### Document section

Set max-old-space-size to about 75% of the memory limit to leave room for non-heap memory.
Step 2: Disable or limit the in-memory ISR cache:
const nextConfig: NextConfig = {
cacheMaxMemorySize: 0, // Disable in-memory ISR cache
};
Step 3: Profile memory in a staging pod:
# Port-forward to a pod
kubectl port-forward pod/myapp-xxx 9229:9229 -n myapp
# Start the pod with inspect flag
# Add to deployment env:
# NODE_OPTIONS: "--inspect=0.0.0.0:9229 --max-old-space-size=384"
# Connect Chrome DevTools to chrome://inspect
Step 4: If the leak cannot be found, a pragmatic solution is to configure Kubernetes to restart pods periodically:
livenessProbe:
httpGet:
path: /api/health
port: 3000
initialDelaySeconds: 10
periodSeconds: 30
failureThreshold: 3
Combined with a health endpoint that tracks uptime:
// app/api/health/route.ts
const startTime = Date.now();
const MAX_UPTIME_MS = 12 * 60 * 60 * 1000; // 12 hours
export async function GET() {
const uptime = Date.now() - startTime;
if (uptime > MAX_UPTIME_MS) {
return NextResponse.json(
{ status: "restart-requested", uptime },
{ status: 503 }
);
}
return NextResponse.json({ status: "ok", uptime });
}
Issue 5: Requests Failing During Deployments (Graceful Shutdown)
Symptoms
During a rolling deployment, some requests return 502 or connection reset errors.
Root Cause
When Kubernetes sends SIGTERM to a pod, the Node.js process begins shutting down. But the Kubernetes Service may still route new requests to the terminating pod for a brief window before the endpoint is removed from the load balancer.
Fix
Two changes are required:
1. Add a preStop lifecycle hook to delay the SIGTERM:
lifecycle:
preStop:
exec:
command: ["/bin/sh", "-c", "sleep 5"]
This gives Kubernetes 5 seconds to update the endpoint list before the application starts shutting down.

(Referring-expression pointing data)
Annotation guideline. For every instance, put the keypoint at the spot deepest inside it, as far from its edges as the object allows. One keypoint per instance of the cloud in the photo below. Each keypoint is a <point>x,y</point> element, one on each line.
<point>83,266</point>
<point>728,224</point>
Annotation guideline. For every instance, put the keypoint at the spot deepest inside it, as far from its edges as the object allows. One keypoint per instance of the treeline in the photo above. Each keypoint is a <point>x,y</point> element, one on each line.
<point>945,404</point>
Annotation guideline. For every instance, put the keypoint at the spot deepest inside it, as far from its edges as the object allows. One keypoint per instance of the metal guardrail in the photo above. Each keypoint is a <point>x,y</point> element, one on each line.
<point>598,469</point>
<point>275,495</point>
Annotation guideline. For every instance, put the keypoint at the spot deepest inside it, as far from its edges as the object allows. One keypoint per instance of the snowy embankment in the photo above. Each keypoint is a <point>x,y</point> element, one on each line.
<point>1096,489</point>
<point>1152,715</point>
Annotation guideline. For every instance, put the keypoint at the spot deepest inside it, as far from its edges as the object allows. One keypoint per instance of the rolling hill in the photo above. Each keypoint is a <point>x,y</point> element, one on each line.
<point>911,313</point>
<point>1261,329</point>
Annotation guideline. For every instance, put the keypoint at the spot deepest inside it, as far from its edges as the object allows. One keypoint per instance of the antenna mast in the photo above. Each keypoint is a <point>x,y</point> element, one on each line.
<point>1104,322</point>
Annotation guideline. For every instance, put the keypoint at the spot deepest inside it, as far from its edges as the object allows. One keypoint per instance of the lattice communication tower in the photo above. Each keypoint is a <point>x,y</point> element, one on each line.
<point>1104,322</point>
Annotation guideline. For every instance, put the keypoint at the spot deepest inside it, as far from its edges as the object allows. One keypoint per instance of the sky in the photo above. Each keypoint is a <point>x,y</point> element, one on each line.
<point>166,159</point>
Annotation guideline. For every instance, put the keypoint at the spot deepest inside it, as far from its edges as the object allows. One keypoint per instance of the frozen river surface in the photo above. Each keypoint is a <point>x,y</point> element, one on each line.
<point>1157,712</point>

### Set of tasks
**A)** In the Kubernetes troubleshooting guide, list every setting configured in the livenessProbe block together with its value.
**B)** According to the Kubernetes troubleshooting guide, what HTTP status does the health endpoint return once the uptime exceeds MAX_UPTIME_MS?
**C)** Extend the Kubernetes troubleshooting guide from the point where it stops.
The rows are unrelated to the Kubernetes troubleshooting guide and serve as separate material.

### Solved problems
**A)**
- path: /api/health
- port: 3000
- initialDelaySeconds: 10
- periodSeconds: 30
- failureThreshold: 3

**B)** It returns status 503.

**C)**
2. Handle SIGTERM gracefully in the Node.js process. The Next.js standalone server handles this by default, but if we have a custom server, we need to close connections properly:
// Custom server example (if not using default standalone)
process.on("SIGTERM", () => {
console.log("SIGTERM received, closing server...");
server.close(() => {
console.log("Server closed");
process.exit(0);
});
// Force shutdown after 25 seconds (before terminationGracePeriodSeconds)
setTimeout(() => {
console.log("Forcing shutdown");
process.exit(1);
}, 25000);
});
3. Set maxUnavailable: 0 in the rolling update strategy to ensure new pods are ready before old ones are terminated.
Conclusion
These five issues account for the majority of problems we see when teams move Next.js to Kubernetes. The fixes are straightforward once we understand the root causes. Missing static assets and sharp binaries are Dockerfile issues. ISR cache inconsistency requires a shared cache backend. Memory leaks need monitoring and heap limits. Graceful shutdown requires a preStop hook and proper SIGTERM handling. With these solutions in place, Next.js runs reliably on Kubernetes in production.